Fedriga incassa il ko e contrattacca subito: «Le regole sono altre? E allora si vada al voto»

Il fronte trasversale del No guidato dal governatore annovera anche il suo predecessore Tondo: «È prevalsa solo l’antipolitica» 

TRIESTE Si aspettava la sconfitta e ha già pronta l’arma dialettica da mettere in campo. Il presidente Massimiliano Fedriga si è espresso negli ultimi giorni contro il taglio dei parlamentari ma, ora che la riduzione è stata decisa, chiede subito le elezioni anticipate, perché «il Parlamento non rispetta più i numeri previsti dalla Costituzione: la maggioranza giallorossa ne prenda atto e ci porti a votare». E mentre Fedriga passa dalla difesa all’attacco, i fautori del No guardano con preoccupazione al quasi dimezzamento dei seggi per il Friuli Venezia Giulia.

Il governatore sottolinea che il Sì ha vinto con numeri «al di sotto dei sondaggi di qualche mese fa e il Fvg è la regione dove maggiore è stato il numero dei No. Mi auguro che ora non vogliano andare avanti con una legge elettorale con il proporzionale puro, perché questo toglie il diritto di scelta ai cittadini». Per Fedriga, «il Parlamento dovrà uniformare la legge elettorale ai nuovi numeri parlamentari» e poi si dovrà andare alle urne, perché è «opportuno che sia un Parlamento diverso a eleggere il Capo dello Stato».

Fedriga si è differenziato dalla linea della sua segreteria nazionale e lo stesso ha fatto la senatrice Pd Tatjana Rojc, tra i promotori del referendum. Secondo Rojc, «va rispettato il responso, ma quasi un terzo dei cittadini ha lanciato un segnale al di sopra delle attese per quantità e consapevolezza. La legge elettorale dovrà tener conto delle esigenze di rappresentanza dei territori e delle minoranze. Questo vale in particolare per le regioni più piccole e penalizzate. In Fvg la riforma costituzionale dovrà garantire alle minoranze il diritto di tribuna: combatteremo perché sia facilitata la presenza di almeno un parlamentare sloveno a Roma».
────────────────────────────────────────
**COMPITI:**
(1) Riscrivi in forma di elenco, più breve, il paragrafo dell'articolo sul taglio dei parlamentari che inizia con "Il governatore sottolinea", mantenendo i fatti principali.
(2) Riprendi l'articolo sul taglio dei parlamentari e continualo a partire dalla sua ultima frase.
────────────────────────────────────────
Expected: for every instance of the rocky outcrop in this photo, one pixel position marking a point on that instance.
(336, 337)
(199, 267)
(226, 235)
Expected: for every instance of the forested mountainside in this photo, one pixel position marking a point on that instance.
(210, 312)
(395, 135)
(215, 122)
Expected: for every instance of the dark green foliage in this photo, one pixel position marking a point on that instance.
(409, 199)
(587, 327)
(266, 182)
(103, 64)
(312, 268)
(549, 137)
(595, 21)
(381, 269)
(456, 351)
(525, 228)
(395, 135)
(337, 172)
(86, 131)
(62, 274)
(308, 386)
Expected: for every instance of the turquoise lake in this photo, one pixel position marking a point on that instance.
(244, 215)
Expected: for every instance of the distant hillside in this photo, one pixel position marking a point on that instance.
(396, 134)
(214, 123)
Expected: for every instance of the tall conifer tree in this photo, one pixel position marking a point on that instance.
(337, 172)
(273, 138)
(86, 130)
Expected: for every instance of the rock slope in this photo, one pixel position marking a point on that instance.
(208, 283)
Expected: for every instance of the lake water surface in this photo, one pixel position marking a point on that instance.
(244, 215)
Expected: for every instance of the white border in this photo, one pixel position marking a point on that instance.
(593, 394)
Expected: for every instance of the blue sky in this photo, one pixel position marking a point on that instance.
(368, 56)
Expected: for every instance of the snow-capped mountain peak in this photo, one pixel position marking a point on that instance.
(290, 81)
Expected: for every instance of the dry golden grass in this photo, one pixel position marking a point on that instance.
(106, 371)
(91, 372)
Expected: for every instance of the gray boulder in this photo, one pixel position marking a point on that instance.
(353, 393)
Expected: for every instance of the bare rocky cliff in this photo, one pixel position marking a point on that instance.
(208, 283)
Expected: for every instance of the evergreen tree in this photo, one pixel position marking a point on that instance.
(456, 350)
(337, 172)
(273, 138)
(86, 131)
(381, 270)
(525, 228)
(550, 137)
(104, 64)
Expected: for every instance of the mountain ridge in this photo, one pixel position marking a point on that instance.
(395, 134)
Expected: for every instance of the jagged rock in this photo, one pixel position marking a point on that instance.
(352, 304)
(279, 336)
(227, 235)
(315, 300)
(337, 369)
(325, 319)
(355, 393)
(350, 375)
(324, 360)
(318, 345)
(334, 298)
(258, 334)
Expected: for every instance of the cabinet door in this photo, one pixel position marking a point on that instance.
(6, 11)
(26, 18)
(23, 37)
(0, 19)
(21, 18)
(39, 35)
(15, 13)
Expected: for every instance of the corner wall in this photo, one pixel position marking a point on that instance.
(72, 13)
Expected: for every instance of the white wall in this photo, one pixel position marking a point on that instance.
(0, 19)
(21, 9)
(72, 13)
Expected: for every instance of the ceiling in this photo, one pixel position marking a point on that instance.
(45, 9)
────────────────────────────────────────
**RISPOSTE PER COMPITO:**
(1)
- Secondo Fedriga, il Sì ha vinto con numeri inferiori ai sondaggi di qualche mese prima.
- Il Friuli Venezia Giulia è la regione con il maggior numero di No.
- Fedriga spera che non si proceda con una legge elettorale proporzionale pura, perché toglierebbe ai cittadini il diritto di scelta.
- Il Parlamento dovrà adeguare la legge elettorale ai nuovi numeri e poi si dovrà andare al voto.
- Per Fedriga è opportuno che a eleggere il Capo dello Stato sia un Parlamento diverso.

(2)
Mai entusiasta del quesito si è mostrato Ettore Rosato, ma il renziano preferisce non prendere parte agli schieramenti: «Deve cominciare una nuova stagione, quella di una riforma che renda più efficiente lo Stato. Ci può essere uno spazio per farlo d’intesa con l’opposizione, altrimenti rischiamo di aver fatto una cosa monca, che ha poco senso se non quello di aver ridotto di qualche milione il costo della politica».

Nel centrodestra, l’area moderata manifesta disagio. Renzo Tondo (Nci) ricorda di essere «uno dei 13 deputati che hanno votato per il No in aula. Vediamo prevalere la comunicazione basica e antipolitica, ma fa piacere che in questo dilagare il Fvg abbia un risultato migliore per il No». Il forzista Franco Dal Mas sottolinea che «vince la non vittoria: la presunta riforma penalizzerà la rappresentanza del Fvg nel prossimo Parlamento: perdiamo quasi metà degli eletti mentre altri territori sono meno colpiti». Il senatore valuta anche l’andamento delle regionali: «Affermazione importante per Zaia, anche se è presto per dire quali saranno gli effetti sulla Lega, ma su Salvini potrebbe pesare la non affermazione in Toscana e Puglia. Quanto a noi, Forza Italia paga l’ascesa del populismo, ma non c’è disegno alternativo a questo governo che prescinda da Fi».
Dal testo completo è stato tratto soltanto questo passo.